++++ DATASET RECORDS ++++

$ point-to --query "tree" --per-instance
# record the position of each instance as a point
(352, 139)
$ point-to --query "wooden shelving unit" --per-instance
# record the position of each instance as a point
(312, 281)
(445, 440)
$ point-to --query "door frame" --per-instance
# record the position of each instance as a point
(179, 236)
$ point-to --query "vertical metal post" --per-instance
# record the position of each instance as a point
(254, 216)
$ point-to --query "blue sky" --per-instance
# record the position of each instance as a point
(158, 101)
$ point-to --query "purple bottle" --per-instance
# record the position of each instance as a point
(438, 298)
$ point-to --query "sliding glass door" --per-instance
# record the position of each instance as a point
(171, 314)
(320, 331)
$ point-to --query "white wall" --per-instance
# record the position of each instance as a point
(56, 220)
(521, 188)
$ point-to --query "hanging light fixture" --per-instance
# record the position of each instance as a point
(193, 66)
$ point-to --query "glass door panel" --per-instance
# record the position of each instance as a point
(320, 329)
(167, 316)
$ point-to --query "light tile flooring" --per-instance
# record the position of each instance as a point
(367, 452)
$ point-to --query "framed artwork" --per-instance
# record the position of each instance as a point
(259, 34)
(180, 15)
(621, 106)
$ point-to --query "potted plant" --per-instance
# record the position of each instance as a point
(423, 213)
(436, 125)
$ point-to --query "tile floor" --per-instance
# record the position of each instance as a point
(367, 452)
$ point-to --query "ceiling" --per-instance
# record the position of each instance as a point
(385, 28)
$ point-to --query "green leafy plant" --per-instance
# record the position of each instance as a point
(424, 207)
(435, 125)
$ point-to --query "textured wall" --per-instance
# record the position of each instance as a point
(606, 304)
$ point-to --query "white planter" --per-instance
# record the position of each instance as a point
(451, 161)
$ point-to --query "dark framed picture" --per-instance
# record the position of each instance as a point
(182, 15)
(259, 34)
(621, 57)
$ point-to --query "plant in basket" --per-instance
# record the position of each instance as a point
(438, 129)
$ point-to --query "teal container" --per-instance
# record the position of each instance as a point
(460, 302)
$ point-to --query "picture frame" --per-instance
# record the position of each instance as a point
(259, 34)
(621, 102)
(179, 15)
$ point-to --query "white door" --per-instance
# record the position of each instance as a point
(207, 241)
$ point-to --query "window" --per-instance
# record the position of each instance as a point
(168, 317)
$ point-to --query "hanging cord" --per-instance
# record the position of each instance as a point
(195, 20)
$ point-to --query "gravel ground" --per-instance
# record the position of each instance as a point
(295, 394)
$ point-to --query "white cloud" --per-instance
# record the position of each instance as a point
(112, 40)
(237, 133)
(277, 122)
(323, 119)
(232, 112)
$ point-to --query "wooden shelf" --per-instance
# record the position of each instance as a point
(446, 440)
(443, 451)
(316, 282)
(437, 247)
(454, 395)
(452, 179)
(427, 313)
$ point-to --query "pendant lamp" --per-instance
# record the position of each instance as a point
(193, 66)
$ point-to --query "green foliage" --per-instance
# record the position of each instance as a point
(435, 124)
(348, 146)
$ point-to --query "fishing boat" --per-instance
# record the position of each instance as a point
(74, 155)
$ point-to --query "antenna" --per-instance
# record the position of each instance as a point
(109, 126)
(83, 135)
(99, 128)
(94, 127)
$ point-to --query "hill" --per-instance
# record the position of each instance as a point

++++

Which lines in the data above contain "light"? Show each one.

**RESPONSE FOR THIS EXERCISE:**
$ point-to --query "hanging light fixture" --per-instance
$ point-to --query "light tile flooring" --per-instance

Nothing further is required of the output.